Short problem :: Write each line exactly as it stands, from the line containing "Category: white baseboard" through the end of the data.
-- begin --
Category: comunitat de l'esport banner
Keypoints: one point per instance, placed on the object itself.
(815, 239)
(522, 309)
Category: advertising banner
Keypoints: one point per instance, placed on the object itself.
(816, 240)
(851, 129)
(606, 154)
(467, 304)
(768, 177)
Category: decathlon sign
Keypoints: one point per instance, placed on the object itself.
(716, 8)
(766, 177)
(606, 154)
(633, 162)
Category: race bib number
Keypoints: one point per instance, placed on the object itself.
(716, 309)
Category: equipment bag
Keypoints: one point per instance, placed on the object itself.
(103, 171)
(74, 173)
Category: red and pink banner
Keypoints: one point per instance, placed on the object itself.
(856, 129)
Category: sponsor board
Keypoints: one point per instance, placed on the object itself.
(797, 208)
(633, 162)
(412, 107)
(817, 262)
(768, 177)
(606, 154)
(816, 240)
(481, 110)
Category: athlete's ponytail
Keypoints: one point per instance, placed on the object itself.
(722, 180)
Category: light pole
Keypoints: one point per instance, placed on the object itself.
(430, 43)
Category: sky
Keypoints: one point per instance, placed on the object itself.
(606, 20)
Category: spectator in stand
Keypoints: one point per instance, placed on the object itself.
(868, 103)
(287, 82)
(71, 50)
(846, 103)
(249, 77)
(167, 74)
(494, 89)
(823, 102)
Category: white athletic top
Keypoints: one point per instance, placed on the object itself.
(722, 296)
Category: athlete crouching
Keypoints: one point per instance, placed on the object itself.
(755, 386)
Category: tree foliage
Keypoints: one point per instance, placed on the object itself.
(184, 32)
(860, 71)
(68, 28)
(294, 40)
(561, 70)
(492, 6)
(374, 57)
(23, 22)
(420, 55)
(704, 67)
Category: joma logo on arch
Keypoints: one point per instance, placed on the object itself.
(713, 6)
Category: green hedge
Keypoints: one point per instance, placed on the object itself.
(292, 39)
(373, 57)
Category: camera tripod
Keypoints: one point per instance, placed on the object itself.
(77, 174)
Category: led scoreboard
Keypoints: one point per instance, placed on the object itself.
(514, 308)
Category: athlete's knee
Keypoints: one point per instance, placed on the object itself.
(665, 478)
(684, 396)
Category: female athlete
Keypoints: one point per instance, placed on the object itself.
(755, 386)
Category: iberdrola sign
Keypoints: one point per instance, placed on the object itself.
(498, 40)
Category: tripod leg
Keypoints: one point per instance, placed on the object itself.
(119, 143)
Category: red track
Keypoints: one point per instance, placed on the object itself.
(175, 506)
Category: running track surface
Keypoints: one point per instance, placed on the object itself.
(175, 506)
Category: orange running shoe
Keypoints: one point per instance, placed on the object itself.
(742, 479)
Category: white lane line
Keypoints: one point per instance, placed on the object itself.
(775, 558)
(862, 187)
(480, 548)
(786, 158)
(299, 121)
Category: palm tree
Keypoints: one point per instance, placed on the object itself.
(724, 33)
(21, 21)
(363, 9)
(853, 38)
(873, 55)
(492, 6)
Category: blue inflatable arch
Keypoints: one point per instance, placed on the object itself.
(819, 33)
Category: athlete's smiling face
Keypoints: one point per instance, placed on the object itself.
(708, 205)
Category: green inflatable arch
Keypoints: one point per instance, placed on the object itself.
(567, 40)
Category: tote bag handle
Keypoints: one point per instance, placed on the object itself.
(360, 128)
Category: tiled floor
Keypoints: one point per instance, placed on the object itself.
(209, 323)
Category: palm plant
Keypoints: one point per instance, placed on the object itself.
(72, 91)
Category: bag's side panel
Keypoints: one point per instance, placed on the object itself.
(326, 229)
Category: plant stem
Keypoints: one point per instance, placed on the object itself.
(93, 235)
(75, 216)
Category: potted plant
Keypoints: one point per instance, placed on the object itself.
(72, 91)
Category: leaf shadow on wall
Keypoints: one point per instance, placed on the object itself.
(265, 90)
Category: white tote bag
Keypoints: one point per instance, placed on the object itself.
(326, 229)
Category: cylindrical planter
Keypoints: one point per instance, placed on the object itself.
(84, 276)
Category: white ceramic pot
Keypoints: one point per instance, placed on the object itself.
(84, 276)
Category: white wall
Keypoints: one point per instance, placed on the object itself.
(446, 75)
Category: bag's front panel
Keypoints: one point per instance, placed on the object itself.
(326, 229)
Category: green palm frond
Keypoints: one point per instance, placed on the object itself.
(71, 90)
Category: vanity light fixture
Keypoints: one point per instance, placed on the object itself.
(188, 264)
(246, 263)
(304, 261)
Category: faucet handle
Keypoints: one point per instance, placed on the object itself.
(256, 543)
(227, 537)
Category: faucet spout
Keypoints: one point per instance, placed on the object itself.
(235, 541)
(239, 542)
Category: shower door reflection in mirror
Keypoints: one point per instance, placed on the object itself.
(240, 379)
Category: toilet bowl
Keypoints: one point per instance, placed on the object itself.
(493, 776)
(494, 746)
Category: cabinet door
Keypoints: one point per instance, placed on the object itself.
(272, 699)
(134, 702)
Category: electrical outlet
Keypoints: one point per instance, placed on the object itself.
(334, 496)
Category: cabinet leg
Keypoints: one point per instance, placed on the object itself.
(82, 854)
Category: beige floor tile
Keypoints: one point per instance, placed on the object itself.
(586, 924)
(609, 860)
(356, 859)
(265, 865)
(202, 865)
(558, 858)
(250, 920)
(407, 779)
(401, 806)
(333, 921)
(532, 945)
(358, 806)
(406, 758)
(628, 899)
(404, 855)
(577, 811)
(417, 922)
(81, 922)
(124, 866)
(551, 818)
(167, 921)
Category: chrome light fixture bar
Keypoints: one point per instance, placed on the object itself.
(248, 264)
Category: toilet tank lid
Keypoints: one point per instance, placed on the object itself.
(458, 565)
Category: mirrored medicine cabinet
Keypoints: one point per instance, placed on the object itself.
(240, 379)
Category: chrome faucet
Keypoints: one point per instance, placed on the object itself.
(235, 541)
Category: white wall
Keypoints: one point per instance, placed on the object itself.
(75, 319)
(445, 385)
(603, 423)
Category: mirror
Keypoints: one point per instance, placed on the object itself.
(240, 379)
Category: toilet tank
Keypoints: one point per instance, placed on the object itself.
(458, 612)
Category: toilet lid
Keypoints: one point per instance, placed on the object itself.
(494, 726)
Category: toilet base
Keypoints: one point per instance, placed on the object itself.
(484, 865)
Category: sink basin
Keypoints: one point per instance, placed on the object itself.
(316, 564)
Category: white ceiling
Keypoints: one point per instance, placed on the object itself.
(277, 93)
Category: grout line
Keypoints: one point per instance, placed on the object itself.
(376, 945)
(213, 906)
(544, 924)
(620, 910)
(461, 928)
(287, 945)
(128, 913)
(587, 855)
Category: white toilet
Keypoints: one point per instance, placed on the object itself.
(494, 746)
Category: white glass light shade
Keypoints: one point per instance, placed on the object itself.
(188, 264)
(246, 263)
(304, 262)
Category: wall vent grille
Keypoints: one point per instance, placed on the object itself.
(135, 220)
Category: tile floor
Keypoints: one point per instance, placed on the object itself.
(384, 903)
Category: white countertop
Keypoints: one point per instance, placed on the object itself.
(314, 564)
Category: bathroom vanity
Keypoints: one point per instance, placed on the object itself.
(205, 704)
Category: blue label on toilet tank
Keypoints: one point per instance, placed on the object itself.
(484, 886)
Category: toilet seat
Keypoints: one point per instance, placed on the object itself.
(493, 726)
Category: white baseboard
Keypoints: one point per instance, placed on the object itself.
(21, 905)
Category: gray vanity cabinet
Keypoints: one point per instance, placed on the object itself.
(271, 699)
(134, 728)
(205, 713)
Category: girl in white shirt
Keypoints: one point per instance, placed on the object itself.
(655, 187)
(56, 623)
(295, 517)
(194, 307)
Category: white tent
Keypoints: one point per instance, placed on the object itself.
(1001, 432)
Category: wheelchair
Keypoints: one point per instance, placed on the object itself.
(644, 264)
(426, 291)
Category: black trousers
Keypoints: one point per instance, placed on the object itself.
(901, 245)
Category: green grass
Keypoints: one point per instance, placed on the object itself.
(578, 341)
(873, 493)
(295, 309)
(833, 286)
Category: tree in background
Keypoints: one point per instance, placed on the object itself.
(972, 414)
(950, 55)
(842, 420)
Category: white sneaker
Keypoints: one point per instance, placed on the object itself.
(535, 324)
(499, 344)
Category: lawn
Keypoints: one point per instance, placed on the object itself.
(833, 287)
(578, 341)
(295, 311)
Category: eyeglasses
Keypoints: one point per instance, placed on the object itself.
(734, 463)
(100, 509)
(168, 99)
-- end --
Reply ::
Category: white baseboard
Keypoints: one point per instance, placed on the object itself.
(21, 905)
Category: gray vanity cabinet
Keypoints: one point per instance, placed on the object itself.
(271, 699)
(134, 728)
(205, 713)
Category: girl in white shirt
Keypoints: one point per instance, placed on the object itself.
(655, 187)
(56, 623)
(295, 517)
(194, 307)
Category: white tent
Keypoints: one point per instance, placed on the object itself.
(1001, 432)
Category: wheelchair
Keypoints: one point per instance, placed on the object itself.
(644, 264)
(426, 291)
Category: black trousers
Keypoints: one point per instance, placed on the object itself.
(901, 245)
Category: green grass
Keypoints: one point per instance, placed on the object itself.
(578, 341)
(873, 493)
(295, 309)
(833, 286)
Category: tree in background
Keypoints: one point per instance, placed on the object itself.
(972, 414)
(950, 55)
(842, 420)
Category: white sneaker
Keypoints: one point per instance, placed on the object itself.
(535, 324)
(499, 344)
Category: lawn
Keypoints: one point per instance, placed on the object itself.
(833, 287)
(578, 341)
(295, 311)
Category: eyeglasses
Keypoints: one point per instance, placed on the object itself.
(734, 463)
(100, 509)
(168, 99)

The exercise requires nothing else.